TASK 1: Count the lines in the records below that contain the string "caterpillar". Reply with the number only.

PROVIDED TEXT:
# common CACL utils with visual tests

In [1]:
%load_ext autoreload
%autoreload 2
## our utils
from utils.common_import import *

2.6.0+cu124


## audio 

In [None]:
def audio_wav_to_waveform(wav_path):
    waveform, sample_rate = torchaudio.load(wav_path)  # shape: [channels, time]
    # If stereo, select one channel, or average:
    if waveform.shape[0] > 1:
        waveform = waveform.mean(dim=0, keepdim=True)

    # Resample if needed
    target_sample_rate=16000
    if sample_rate != target_sample_rate:
        resampler = T.Resample(orig_freq=sample_rate, new_freq=target_sample_rate)
        waveform = resampler(waveform)

DATASET ENTRIES:
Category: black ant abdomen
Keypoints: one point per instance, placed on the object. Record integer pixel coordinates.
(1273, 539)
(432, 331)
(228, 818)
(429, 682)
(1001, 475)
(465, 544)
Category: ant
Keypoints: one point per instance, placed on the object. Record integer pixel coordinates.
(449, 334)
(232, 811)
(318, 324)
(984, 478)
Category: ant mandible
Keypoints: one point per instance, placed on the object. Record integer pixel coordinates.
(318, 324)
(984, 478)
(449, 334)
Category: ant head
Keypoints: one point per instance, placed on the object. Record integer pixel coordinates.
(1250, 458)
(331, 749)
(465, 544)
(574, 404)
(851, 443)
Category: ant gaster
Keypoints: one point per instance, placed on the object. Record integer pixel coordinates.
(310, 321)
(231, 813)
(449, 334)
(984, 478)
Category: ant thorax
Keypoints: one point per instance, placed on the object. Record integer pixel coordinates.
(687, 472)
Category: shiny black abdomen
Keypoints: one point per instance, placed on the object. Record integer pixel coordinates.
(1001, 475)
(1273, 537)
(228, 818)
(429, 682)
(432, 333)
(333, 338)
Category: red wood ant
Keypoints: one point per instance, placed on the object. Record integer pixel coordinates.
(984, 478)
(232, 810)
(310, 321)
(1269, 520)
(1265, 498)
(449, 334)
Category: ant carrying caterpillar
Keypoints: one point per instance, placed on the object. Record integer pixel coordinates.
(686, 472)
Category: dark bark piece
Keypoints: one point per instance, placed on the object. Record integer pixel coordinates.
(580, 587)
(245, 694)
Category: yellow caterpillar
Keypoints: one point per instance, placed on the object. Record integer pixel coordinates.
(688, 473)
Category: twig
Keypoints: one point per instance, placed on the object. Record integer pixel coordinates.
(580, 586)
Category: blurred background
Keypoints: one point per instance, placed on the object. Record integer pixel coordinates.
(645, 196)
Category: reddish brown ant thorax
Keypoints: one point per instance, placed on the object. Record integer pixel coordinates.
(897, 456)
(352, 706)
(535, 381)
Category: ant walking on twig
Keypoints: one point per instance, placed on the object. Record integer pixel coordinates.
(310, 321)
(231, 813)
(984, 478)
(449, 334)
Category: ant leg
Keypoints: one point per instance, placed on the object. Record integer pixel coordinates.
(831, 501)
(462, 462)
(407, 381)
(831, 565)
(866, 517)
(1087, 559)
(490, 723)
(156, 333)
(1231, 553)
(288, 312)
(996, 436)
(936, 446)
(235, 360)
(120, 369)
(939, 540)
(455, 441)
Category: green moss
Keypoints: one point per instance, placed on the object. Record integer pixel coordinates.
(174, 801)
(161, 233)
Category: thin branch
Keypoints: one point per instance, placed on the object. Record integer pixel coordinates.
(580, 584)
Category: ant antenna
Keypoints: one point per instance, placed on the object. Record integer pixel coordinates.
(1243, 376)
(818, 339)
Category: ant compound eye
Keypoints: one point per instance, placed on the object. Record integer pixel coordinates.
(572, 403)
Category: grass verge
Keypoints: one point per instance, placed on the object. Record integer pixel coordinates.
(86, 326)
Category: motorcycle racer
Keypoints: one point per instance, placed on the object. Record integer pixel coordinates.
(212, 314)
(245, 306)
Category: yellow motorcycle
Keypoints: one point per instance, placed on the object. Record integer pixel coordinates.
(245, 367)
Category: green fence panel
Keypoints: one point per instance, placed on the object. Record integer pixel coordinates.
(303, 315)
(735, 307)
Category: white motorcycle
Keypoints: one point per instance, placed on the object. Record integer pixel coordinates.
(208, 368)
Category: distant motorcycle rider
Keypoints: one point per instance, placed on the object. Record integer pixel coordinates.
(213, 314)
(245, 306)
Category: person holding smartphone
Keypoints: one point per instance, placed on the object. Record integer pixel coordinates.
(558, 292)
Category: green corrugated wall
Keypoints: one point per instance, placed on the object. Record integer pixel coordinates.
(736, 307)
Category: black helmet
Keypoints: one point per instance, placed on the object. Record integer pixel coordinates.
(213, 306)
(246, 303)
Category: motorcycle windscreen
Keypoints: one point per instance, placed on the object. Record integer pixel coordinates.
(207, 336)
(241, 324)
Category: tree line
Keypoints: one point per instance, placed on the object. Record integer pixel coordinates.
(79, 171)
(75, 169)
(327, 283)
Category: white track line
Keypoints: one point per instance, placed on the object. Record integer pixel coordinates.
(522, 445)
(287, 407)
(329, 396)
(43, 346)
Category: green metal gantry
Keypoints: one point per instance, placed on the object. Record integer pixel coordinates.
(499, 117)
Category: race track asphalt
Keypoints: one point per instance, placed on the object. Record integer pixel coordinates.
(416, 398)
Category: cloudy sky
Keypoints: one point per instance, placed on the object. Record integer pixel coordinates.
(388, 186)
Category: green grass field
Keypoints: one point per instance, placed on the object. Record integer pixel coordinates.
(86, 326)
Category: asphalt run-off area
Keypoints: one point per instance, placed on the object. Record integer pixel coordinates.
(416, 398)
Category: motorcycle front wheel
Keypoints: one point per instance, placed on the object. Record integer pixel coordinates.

TASK 2: Reproduce the notebook code above in full, with no changes.

FULL SOLUTION 1: 2

FULL SOLUTION 2:
# common CACL utils with visual tests

In [1]:
%load_ext autoreload
%autoreload 2
## our utils
from utils.common_import import *

2.6.0+cu124


## audio 

In [None]:
def audio_wav_to_waveform(wav_path):
    waveform, sample_rate = torchaudio.load(wav_path)  # shape: [channels, time]
    # If stereo, select one channel, or average:
    if waveform.shape[0] > 1:
        waveform = waveform.mean(dim=0, keepdim=True)

    # Resample if needed
    target_sample_rate=16000
    if sample_rate != target_sample_rate:
        resampler = T.Resample(orig_freq=sample_rate, new_freq=target_sample_rate)
        waveform = resampler(waveform)